## Domande da svolgere
a – In base al brano su RiBo 104, spiega in una o due frasi perché le mura dello spazio custodiscono molto più di opere d'arte.
b – Prosegui il brano su RiBo 104 a partire dall'ultima frase riportata.

## Brano di testo
A Mondaino, un piccolo borgo della Romagna, c’è un luogo che sfida l’idea tradizionale di mostra d’arte. RiBo 104 non è solo uno spazio espositivo: è un laboratorio culturale che pulsa di vita, incontri e scambi. Le sue mura antiche, recuperate con cura, custodiscono molto più di opere d’arte; raccontano storie di comunità, intrecciano passato contadino e sguardi sul mondo. Qui, arte e vita si mescolano, trasformando un paese che altrimenti si attraverserebbe distratti, in un punto di riferimento per chi cerca qualcosa di autentico e vivo.

## Estratto dei dati
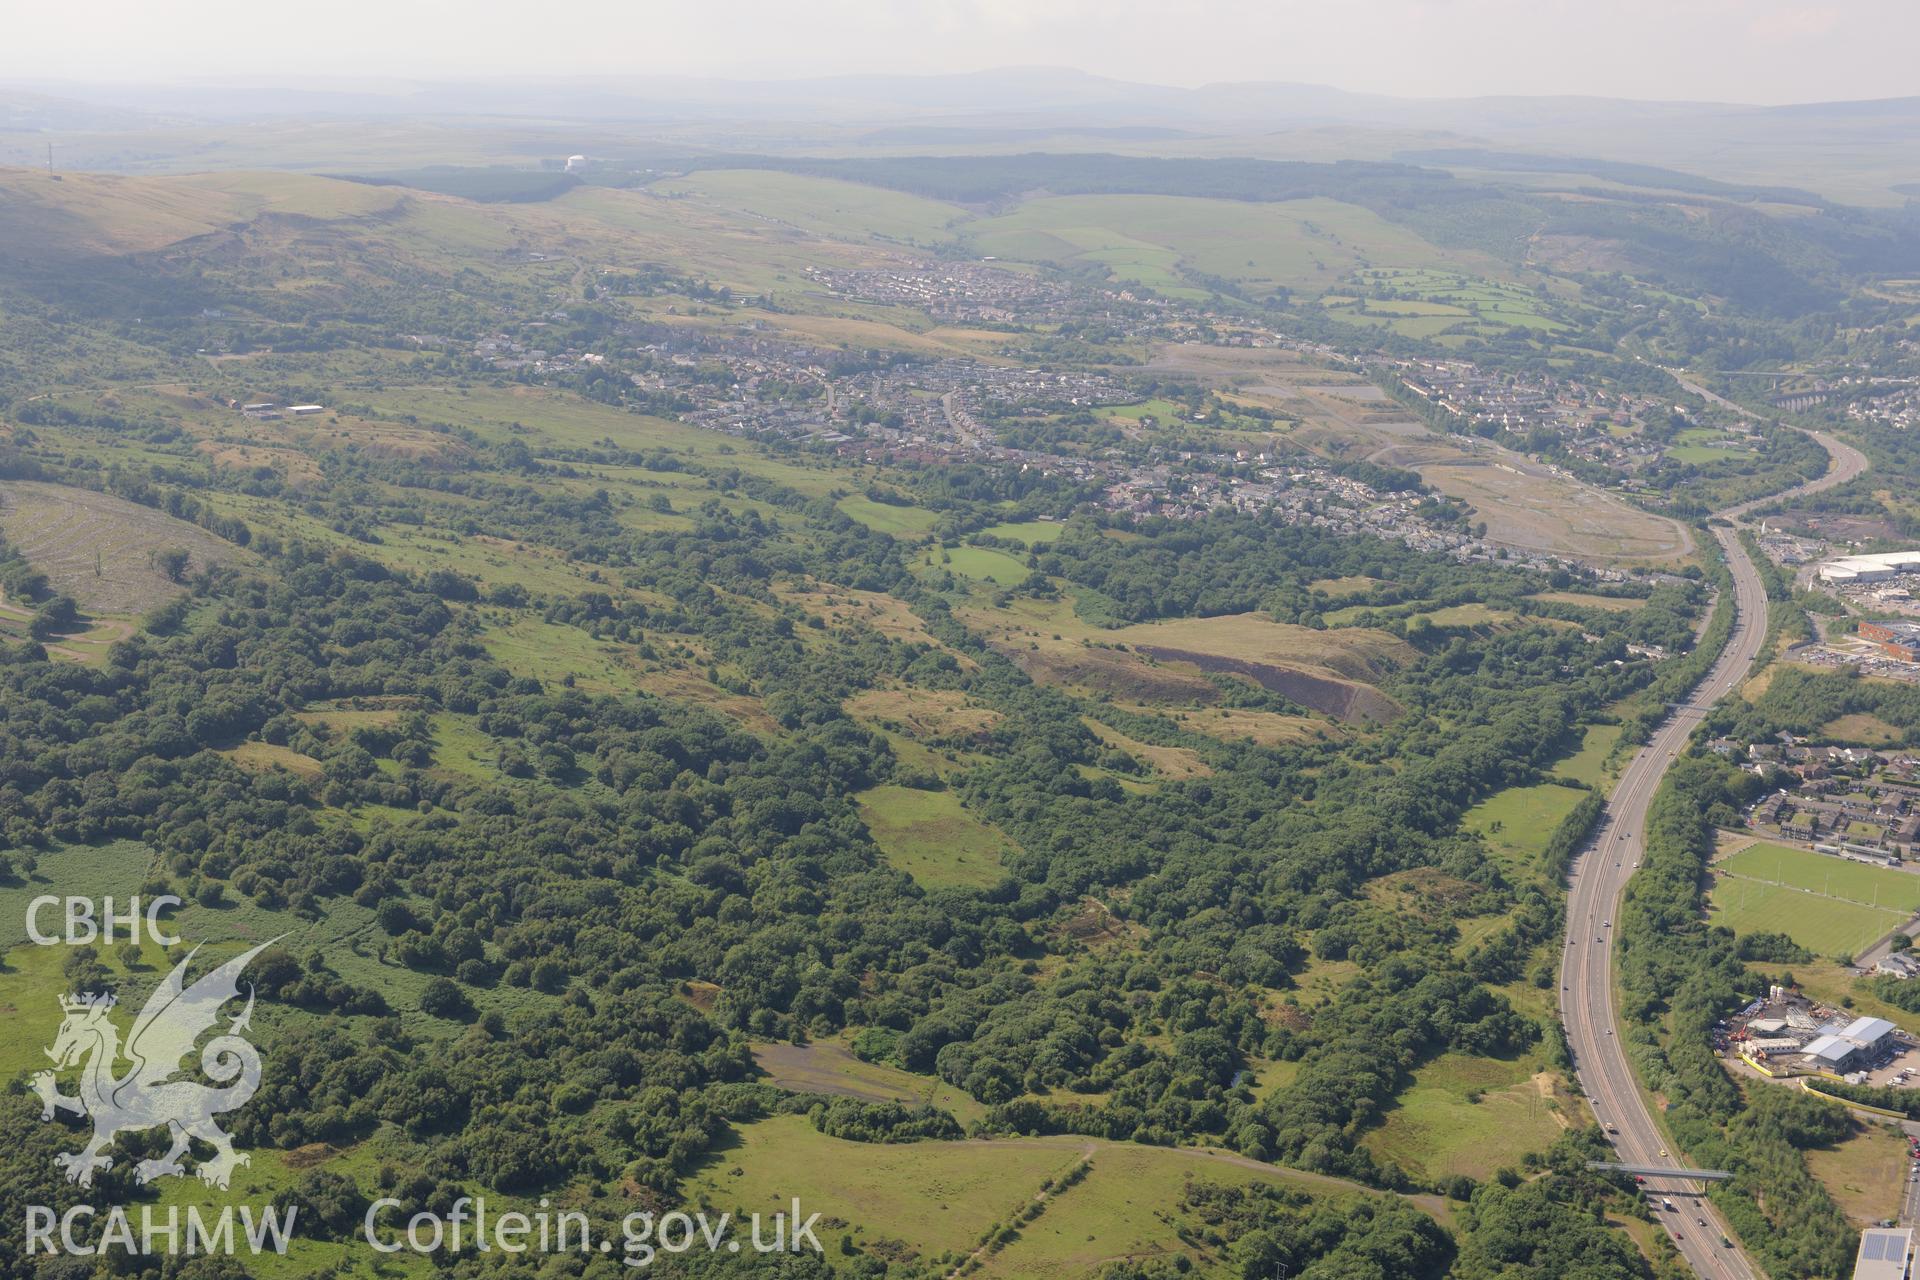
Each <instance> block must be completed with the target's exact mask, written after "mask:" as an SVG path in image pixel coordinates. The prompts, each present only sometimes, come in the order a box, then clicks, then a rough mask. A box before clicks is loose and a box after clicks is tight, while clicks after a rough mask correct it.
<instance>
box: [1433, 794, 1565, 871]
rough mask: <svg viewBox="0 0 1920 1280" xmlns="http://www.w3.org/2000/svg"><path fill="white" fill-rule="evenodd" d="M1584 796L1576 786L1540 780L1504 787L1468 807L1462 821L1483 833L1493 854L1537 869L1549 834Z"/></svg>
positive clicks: (1520, 863)
mask: <svg viewBox="0 0 1920 1280" xmlns="http://www.w3.org/2000/svg"><path fill="white" fill-rule="evenodd" d="M1584 796H1586V793H1584V791H1580V789H1576V787H1561V785H1557V783H1540V785H1536V787H1507V789H1505V791H1500V793H1494V794H1490V796H1488V798H1484V800H1480V802H1478V804H1475V806H1473V808H1471V810H1467V816H1465V818H1463V819H1461V825H1463V827H1465V829H1469V831H1478V833H1480V835H1484V837H1486V842H1488V846H1490V848H1492V850H1494V856H1496V858H1498V860H1500V862H1501V865H1507V867H1511V869H1515V871H1532V869H1536V864H1538V858H1540V854H1542V852H1544V850H1546V846H1548V837H1549V835H1553V827H1557V825H1559V823H1561V819H1563V818H1567V814H1571V812H1572V808H1574V806H1576V804H1580V800H1582V798H1584Z"/></svg>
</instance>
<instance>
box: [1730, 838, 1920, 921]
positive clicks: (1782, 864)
mask: <svg viewBox="0 0 1920 1280" xmlns="http://www.w3.org/2000/svg"><path fill="white" fill-rule="evenodd" d="M1716 869H1718V871H1722V873H1726V875H1738V877H1743V879H1755V881H1770V883H1776V885H1786V887H1789V889H1803V890H1809V892H1816V894H1824V896H1830V898H1845V900H1849V902H1864V904H1866V906H1882V908H1897V910H1901V912H1916V910H1920V875H1910V873H1907V871H1895V869H1893V867H1874V865H1866V864H1864V862H1849V860H1847V858H1834V856H1830V854H1811V852H1807V850H1803V848H1788V846H1786V844H1768V842H1764V841H1763V842H1759V844H1749V846H1747V848H1743V850H1740V852H1738V854H1734V856H1730V858H1726V860H1724V862H1720V864H1716Z"/></svg>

## Risposte in ordine
a – Le mura antiche di RiBo 104 custodiscono più di opere d'arte perché raccontano storie di comunità e intrecciano il passato contadino con sguardi sul mondo.

b –
Dietro RiBo 104 ci sono Daniela Rigotti e Ambrogio Borsani, lei trentina, lui varesotto, trasferitisi a Rimini nel 2011. Hanno scelto Mondaino come cornice ideale per una cultura che va oltre i modelli urbani più consolidati. La loro esperienza si è costruita nel tempo, tra la Galleria Armanti di Varese, galleristi locali e viaggi in Africa, Sud America e India. Questi spostamenti hanno formato una visione artistica lontana dall’Europa centrale, attenta alle diverse stratificazioni sociali e culturali. RiBo 104 è così il frutto di un lungo percorso, un dialogo tra territori diversi e sensibilità differenti, dove si incrociano storie personali e collettive. La scelta di Mondaino non è stata una moda o una tendenza, ma una scelta radicata nel valore autentico del borgo, che unisce paesaggio, patrimonio e comunità.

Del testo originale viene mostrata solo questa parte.